Short problem A: Report every line of the records that contains the word "rear".

Excerpt to read:
★ ★ ★ ★ ★ ★ ★

Obviously, there are less 1’s than 0’s in this MCU RAM, but it doesn’t really matter. There are two other matters of interest here: first, will this pattern be different if we use other MCUs (even from the same production line), and how many bits will be changed after the next power on, with the same MCU?

You probably guessed the answer to the first question – yes, each MCU has a completely different initial RAM pattern. The second question is more important, and the answer is that not many bits are different (unpredictable) after every power on. Yet there are enough to generate several random bytes.

Here is an experimental result of switching off and on PIC18F2525 twice. Gray pixels are both times read as 1’s, white are both 0’s, red ones are “0, then 1″ and blue ones are “1, then 0″.

mcu_ram_2

After some experimenting, you could see that generally the same bits in one MCU are unpredictable after switching on. They came from “good” flip-flops and they represent our source of entropy. I tested Microchip’s PIC18 and PIC24E MCUs only (the results are listed below), but any other MCU should act in a similar fashion. Examples shown here are generated with short Vdd rise time (high slew rate), as the on-off switch was between DC supply and the MCU. If you switch the primary side of the power supply which has a low slew rate, you will notice some patterns in memory contents, but somehow the number of unstable bits will actually increase.

Software

So, if you need a few random bytes (for PRNG seed or some magic number), you can use uninitialized RAM contents to generate them. You have to create a special routine, which will XOR (or ADD MOD 256) every byte in some block of uninitialized RAM to generate the first random byte, then the next block for the next byte, and so on. For instance, if your MCU contains 4K of RAM (like PIC18F2525, if you include SFR area), and you need a 32-bit seed, you can split RAM into four 1024-byte blocks and use them to generate four random bytes. Even if small parts of some blocks are already initialized (SFRs or variables for a routine loop), it should not affect the global entropy significantly. I used this technique about a decade ago for LED curtains, which simulated a waterfall in a casino. I built a lot of single chip MCU controllers for that project, and each of them was dimming 256 addressable LEDs. The trick with RAM random seed and 32-bit PRNG created beautiful chaos with a minimum of hardware.

★ ★ ★ ★ ★ ★ ★

Supplied data:
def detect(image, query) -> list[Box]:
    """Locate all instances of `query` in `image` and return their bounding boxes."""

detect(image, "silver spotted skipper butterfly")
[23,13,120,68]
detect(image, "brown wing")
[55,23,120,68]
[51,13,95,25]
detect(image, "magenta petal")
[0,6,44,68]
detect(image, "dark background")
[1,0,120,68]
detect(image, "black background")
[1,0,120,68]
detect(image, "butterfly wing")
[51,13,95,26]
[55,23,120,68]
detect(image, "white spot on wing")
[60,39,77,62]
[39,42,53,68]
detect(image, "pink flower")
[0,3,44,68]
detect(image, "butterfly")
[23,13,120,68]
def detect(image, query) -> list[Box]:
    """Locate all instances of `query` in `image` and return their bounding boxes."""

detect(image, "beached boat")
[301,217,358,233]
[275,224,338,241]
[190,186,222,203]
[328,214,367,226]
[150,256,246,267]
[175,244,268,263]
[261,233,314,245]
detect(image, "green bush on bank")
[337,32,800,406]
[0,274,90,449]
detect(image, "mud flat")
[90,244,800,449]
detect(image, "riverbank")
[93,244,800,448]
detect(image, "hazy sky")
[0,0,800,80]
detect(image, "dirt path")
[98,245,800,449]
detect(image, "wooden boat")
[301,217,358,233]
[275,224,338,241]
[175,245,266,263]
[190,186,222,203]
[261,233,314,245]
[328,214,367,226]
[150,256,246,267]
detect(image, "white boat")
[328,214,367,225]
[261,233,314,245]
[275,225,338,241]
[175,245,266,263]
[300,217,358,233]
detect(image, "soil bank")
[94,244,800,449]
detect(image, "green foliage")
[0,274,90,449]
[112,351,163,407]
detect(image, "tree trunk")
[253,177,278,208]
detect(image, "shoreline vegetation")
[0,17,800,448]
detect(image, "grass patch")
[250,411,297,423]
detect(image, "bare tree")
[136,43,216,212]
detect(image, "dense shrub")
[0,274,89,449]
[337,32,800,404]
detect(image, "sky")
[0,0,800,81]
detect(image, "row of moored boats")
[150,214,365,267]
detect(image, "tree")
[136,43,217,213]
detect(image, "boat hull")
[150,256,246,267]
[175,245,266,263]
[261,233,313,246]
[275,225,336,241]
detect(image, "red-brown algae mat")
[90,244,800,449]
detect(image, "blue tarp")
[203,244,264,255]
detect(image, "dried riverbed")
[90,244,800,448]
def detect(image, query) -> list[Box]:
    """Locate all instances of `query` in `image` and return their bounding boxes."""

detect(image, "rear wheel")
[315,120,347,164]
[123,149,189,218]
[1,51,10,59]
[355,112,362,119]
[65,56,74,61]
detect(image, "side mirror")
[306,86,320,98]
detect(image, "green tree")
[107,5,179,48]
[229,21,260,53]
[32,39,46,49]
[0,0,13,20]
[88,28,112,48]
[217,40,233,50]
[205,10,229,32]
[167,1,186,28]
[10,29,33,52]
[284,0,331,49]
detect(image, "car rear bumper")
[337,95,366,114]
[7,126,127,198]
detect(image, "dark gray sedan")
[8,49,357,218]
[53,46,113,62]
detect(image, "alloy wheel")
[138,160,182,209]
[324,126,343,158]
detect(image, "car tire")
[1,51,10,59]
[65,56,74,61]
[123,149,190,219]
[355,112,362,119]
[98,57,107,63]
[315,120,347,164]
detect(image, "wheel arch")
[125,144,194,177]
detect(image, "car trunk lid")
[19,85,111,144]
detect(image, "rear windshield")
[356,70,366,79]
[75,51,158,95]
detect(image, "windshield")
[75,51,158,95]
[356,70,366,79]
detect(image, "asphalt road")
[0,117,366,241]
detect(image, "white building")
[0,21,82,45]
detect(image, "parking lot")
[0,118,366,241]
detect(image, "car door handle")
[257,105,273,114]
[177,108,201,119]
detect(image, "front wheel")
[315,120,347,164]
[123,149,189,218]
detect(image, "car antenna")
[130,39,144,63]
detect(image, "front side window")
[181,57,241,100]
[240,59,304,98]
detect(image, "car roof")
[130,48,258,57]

★ ★ ★ ★ ★ ★ ★

Short problem B: According to the excerpt on uninitialized MCU RAM, how many addressable LEDs did each controller built for the casino waterfall project dim?

Solution A:
detect(image, "rear wheel")
detect(image, "car rear bumper")
detect(image, "rear windshield")

Solution B: Each controller dimmed 256 addressable LEDs.